Use our Single Parent forum to speak to other parents raising a child alone.

Feeling lonely

4 replies

jay2308gal · 17/01/2012 21:26

I am about to become a single mum, just still living with baby's dad until i manage to get a place sorted. I know this may sound selfish coz i have the most adorable, beautiful little boy, and I put everything into him, but i really am missing and longing for male company. My partner was cheating on me, which I discovered 9months ago when our little boy was only 5 weeks old. And he was distant with me and barely help or support me with baby duties, let alone put in quality couple time, all his time and energy went into her it would seem. I just want to feel loved again and have regular sex, companionship affection, etc. But at the same time i can't bear the thought of going dating, going on the lookout, or would even find the time to do so! Call me ridiculous, but i have had a string of bad luck with men and thought I had finally struck gold with this 1 when meeting him 2 years ago, so we were delighted when we had the surprise of me falling pregnant. However on baby's birth it all went downhill, and i know he still has this girl on the go and has had her over when i visit my family(they don't live locally) even tho he claims it is really a friendship thing and doesn't see her as a long term thing! I just feel i may as well have been a single parent all along the support i have had, so living on my own with our baby won't be much different, far better than living with a secretive liar. Things only came to a head 3 months ago when i discovered he had taken her abroad for a weekend, the 2nd hol he had had in 3 months( i have not had 1 btw!) his first hol was with another lad, but i later discovered her and her mates had gone to the same place.although deep down i still love him, and no matter how much we discussed how he also wanted us to work, he never made any effort, only wanted me out of his sight so to speak. Part of me knows i deserve better and am worth more.

Anyway, sorry to waffle, its just nice to offload, i feel too embarressef to tell my friends, a) incase we ever did make a go and he mended his ways, and b) i feel a failure to my son in some ways. I have been so devastated that all this has happened i have never felt so low. Has anyone else been in a similar situation? I really would love to have more children and marry one day, but i get sad at the thought it may not happen. ( although am only mid 20's)

OP posts:
fallenpetal · 17/01/2012 21:56

What a git :(

The sooner you get away the better in my opinion! Living with him whilst he carries on is just giving him permission to tread all over you whilst not committing to the OW. Typical have your cake and eat it thing.

I understand you are lonely, when you are away from him you will start to feel better not having his infidelity rubbed in your face just by having to look at him every day. I sobbed the first night I was alone, by the 5th night it sank in what had happened and the relief was overwhelming. I can still remember the feeling laying in bed as I realised finally I was free of his mind games,the OW lies and feeling it wash over me as I relaxed.

# SET EXERCISE
Can you transcribe the forum thread word for word, from "The sooner you" up to and including "eat it thing."?

# EXTRACTED MATERIAL
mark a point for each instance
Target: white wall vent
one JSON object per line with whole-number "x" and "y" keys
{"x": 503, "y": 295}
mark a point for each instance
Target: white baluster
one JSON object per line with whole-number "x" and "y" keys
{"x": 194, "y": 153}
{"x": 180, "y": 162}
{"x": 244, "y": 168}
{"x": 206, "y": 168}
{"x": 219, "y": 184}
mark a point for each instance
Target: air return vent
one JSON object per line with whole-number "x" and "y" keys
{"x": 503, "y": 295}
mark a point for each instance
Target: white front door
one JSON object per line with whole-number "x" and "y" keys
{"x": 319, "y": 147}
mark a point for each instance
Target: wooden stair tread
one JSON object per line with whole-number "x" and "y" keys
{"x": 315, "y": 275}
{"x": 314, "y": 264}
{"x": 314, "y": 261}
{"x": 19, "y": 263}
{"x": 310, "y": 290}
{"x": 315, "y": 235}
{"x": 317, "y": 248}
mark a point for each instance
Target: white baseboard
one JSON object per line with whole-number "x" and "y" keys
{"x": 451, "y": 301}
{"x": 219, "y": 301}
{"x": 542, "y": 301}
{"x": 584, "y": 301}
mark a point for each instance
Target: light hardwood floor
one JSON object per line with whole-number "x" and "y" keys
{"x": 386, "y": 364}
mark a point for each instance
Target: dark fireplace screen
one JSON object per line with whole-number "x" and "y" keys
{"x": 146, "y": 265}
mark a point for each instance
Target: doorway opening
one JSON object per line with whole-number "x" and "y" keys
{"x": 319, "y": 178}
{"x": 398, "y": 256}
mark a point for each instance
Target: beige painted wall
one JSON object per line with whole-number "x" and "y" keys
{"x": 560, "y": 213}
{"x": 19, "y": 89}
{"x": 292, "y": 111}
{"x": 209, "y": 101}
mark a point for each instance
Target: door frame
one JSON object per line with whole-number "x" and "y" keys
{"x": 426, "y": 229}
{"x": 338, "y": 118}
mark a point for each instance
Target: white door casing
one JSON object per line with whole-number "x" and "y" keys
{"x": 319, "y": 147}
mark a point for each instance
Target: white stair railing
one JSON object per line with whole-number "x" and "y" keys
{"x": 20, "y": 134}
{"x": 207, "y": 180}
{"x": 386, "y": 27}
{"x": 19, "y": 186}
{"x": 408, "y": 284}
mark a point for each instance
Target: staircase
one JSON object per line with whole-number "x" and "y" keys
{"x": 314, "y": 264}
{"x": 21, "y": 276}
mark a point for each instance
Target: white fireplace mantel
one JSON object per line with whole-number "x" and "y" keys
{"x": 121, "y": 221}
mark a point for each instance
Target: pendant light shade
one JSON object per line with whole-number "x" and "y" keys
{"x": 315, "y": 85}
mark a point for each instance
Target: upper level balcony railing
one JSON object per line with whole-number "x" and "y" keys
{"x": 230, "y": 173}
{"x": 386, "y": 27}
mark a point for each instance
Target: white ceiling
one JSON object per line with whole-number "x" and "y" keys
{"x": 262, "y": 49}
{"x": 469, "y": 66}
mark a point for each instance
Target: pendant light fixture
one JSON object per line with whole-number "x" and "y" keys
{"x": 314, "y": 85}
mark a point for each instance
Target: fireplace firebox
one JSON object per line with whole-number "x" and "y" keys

# OUTPUT OF THE TASK
The sooner you get away the better in my opinion! Living with him whilst he carries on is just giving him permission to tread all over you whilst not committing to the OW. Typical have your cake and eat it thing.